Start of Extract to read
Memory Governance Operations
Operator runbook for durable memory, embedding lifecycle, and shared knowledge governance.
Scope
This runbook covers:
- Durable memory behavior across restarts and model switches
- Embedding install and switching workflow
- Knowledge governance and quorum voting operations
For architecture context, see:
Durable Memory Concept
Durable memory means runtime state survives process restarts and host reboots unless an explicit wipe path is used.
What persists:
- Timeline and operational state in
~/.kafclaw/timeline.db - Knowledge dedup ledger (
knowledge_idempotency) - Knowledge facts/proposals/votes tables
- Existing text-only memory rows before first embedding enable
What can be wiped intentionally:
- Vector memory (
memory_chunks) on confirmed embedding switch
Durability guarantees:
- Restart does not drop open tasks, heartbeats, or knowledge governance history.
- First-time embedding enable does not wipe existing memory rows.
- Embedding model switch requires explicit confirmation and then wipes vectors to prevent mixed embedding spaces.
Durability Matrix
| Event | Open tasks and heartbeats | Knowledge history | Vector memory (memory_chunks) | Notes |
|---|---|---|---|---|
| Process restart | Preserved | Preserved | Preserved | State reloaded from ~/.kafclaw/timeline.db |
| Host reboot | Preserved | Preserved | Preserved | Same as restart after service comes back |
| First embedding enable | Preserved | Preserved | Preserved (new vectors added) | No wipe of existing text-only rows |
Embedding model switch (--confirm-memory-wipe) | Preserved | Preserved | Wiped then reindexed | Required to avoid mixed embedding spaces |
Governance disabled (knowledge.governanceEnabled=false) | Preserved | Preserved | Unchanged | Governed apply paths stop; presence/capabilities can still publish |
Embedding Lifecycle Operations
Initial or corrective setup:
./kafclaw configure
./kafclaw configure --non-interactive --memory-embedding-enabled-set --memory-embedding-enabled=true --memory-embedding-provider local-hf --memory-embedding-model BAAI/bge-small-en-v1.5 --memory-embedding-dimension 384
./kafclaw doctor
./kafclaw doctor --fix
Switch embedding model (destructive for vectors only):
./kafclaw configure --non-interactive --memory-embedding-model BAAI/bge-base-en-v1.5 --confirm-memory-wipe
Embedding switch policy:
- Configure blocks a switch when embedded memory already exists unless
--confirm-memory-wipeis provided. - First-time embedding enable (from disabled to configured) does not wipe existing text-only memory rows.
- On confirmed switch,
memory_chunksis wiped so old vectors do not mix with new embedding space.
Runtime endpoints:
curl -s http://127.0.0.1:18791/api/v1/memory/status
curl -s http://127.0.0.1:18791/api/v1/memory/metrics
curl -s http://127.0.0.1:18791/api/v1/memory/embedding/status
curl -s http://127.0.0.1:18791/api/v1/memory/embedding/healthz
curl -X POST http://127.0.0.1:18791/api/v1/memory/embedding/install \
-H 'Content-Type: application/json' \
-d '{"model":"BAAI/bge-small-en-v1.5"}'
curl -X POST http://127.0.0.1:18791/api/v1/memory/embedding/reindex \
-H 'Content-Type: application/json' \
-d '{"confirmWipe":true,"reason":"embedding_switch"}'
Knowledge Governance Operations
Identity prerequisites for governance:
./kafclaw config set node.clawId "claw-a"
End of Extract to read
Start of Dataset
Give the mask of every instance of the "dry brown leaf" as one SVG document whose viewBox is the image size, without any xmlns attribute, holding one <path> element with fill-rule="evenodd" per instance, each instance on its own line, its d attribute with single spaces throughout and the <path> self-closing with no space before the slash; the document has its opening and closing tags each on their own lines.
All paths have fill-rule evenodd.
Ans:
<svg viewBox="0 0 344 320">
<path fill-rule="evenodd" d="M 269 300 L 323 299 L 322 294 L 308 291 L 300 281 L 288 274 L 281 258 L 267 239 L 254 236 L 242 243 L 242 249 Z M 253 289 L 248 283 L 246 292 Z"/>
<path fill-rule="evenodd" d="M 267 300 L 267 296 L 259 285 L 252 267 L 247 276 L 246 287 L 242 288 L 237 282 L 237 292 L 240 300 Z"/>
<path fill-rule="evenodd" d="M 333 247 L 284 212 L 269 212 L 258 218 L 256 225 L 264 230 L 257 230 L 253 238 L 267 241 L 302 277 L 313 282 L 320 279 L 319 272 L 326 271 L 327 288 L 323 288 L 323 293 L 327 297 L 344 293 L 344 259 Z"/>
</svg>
End of Dataset
Exercise set:
1. In the memory governance runbook, which file holds the timeline and operational state that persist across restarts?
2. Continue the memory governance runbook from its last line.

Answers by task:
1. ~/.kafclaw/timeline.db

2.
./kafclaw config set node.instanceId "inst-a"
- Governance commands and apply paths require both identity keys.
Status and proposal/vote flow:
./kafclaw knowledge status --json
./kafclaw knowledge propose --proposal-id p1 --group mygroup --statement "Adopt runbook v2"
./kafclaw knowledge vote --proposal-id p1 --vote yes
./kafclaw knowledge decisions --status approved --json
./kafclaw knowledge facts --group mygroup --json
Governance behavior:
- Envelope dedup is persisted in
knowledge_idempotency. - Quorum policy is controlled by
knowledge.voting.*. - Shared facts apply sequential version policy (
accepted|stale|conflict). - Apply paths are feature-gated by
knowledge.governanceEnabled.
Cascade Failure Triage Snippet
Use this quick flow when a cascading task is stuck or failed.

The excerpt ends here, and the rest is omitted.